GIVEN INSTRUCTION: Copy every line of the records below word for word, without changing anything.
=== TASK MATERIAL ===
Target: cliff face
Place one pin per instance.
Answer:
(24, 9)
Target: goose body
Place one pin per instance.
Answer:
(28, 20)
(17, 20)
===
WRITTEN ANSWER:
Target: cliff face
Place one pin per instance.
Answer:
(24, 9)
Target: goose body
Place one pin per instance.
Answer:
(28, 20)
(17, 20)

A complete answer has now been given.